Атеист Раскольников вдруг объявляет Порфирию, что он верует в бога, даже буквально верует в воскресение Лазаря. Нигилист Ипполит говорит, что вечную жизнь он допускает. Иван Карамазов «не бога не принимает, а только билет ему почтительнейше возвращает». Безбожник Кириллов постоянно зажигает лампадку перед образом, Петр Верховенский говорит про него: «Он в бога верует пуще, чем поп».
Все они вовсе не безбожники. У них глубокая тоска по богу, и бог для них есть, он перед ними. Но они не могут ему покориться — слишком много они имеют к нему вопросов, на которые нет ответа.
Измученный жестокостями жизни, библейский Иов «ко вседержителю хотел бы говорить и желал бы состязаться с богом». Новый Иов, Достоевский, выступает на это состязание. И не было со времен Иова таких разрушительных, колеблющих небо вопросов, с какими идет на «страже человеков» Достоевский. Все его произведения — такие буйные вопросы, и увенчание их — знаменитый «бунт» Ивана Карамазова.

+++++

• _ЗАДАНИЕ 1_
Проверьте, согласуются ли с текстом утверждения (a) Кириллов постоянно зажигает лампадку перед образом; (b) Ипполит отрицает вечную жизнь; (c) Иван Карамазов не принимает бога. На каждое ответьте «да» или «нет» и приведите точную цитату из текста, которая это решает.
Текст и записи между собой никак не связаны.

• _ПРЕДОСТАВЛЕННЫЕ ЗАПИСИ_
+++++

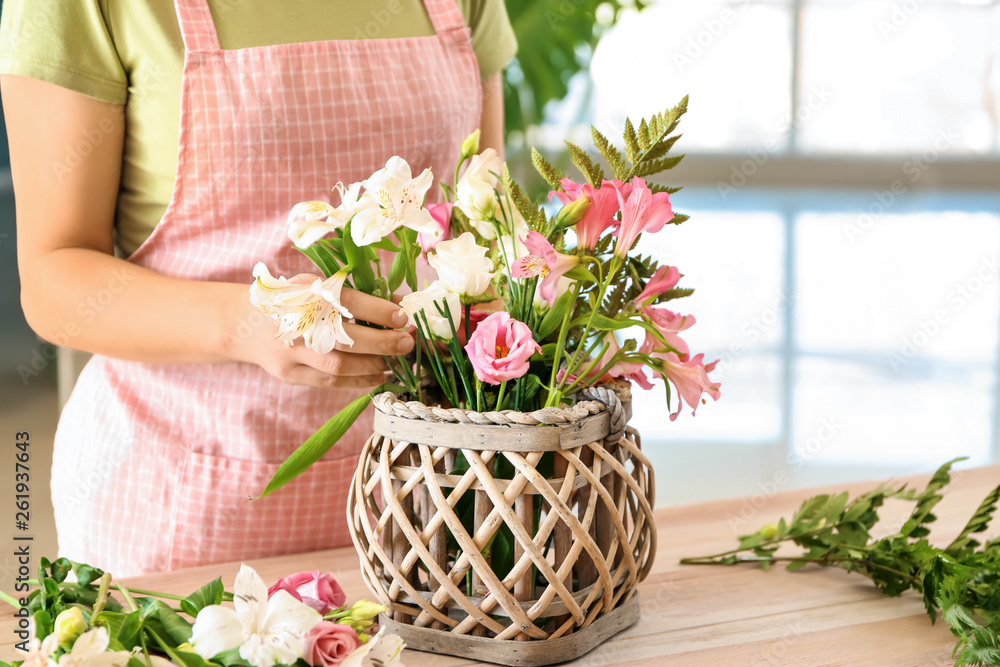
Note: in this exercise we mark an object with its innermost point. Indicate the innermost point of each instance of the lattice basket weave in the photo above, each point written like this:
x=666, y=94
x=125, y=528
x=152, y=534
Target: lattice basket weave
x=578, y=552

+++++

• _ЗАДАНИЕ 2_
Перепишите все записи выше, заменив «lattice basket weave» на «wicker basket weave» и ничего больше не меняя. Изображения в ответ не включайте.

• _ОТВЕТ 1_
(a) Да: «Безбожник Кириллов постоянно зажигает лампадку перед образом».
(b) Нет: «Нигилист Ипполит говорит, что вечную жизнь он допускает».
(c) Нет: «не бога не принимает, а только билет ему почтительнейше возвращает».

• _ОТВЕТ 2_
Note: in this exercise we mark an object with its innermost point. Indicate the innermost point of each instance of the wicker basket weave in the photo above, each point written like this:
x=666, y=94
x=125, y=528
x=152, y=534
Target: wicker basket weave
x=578, y=552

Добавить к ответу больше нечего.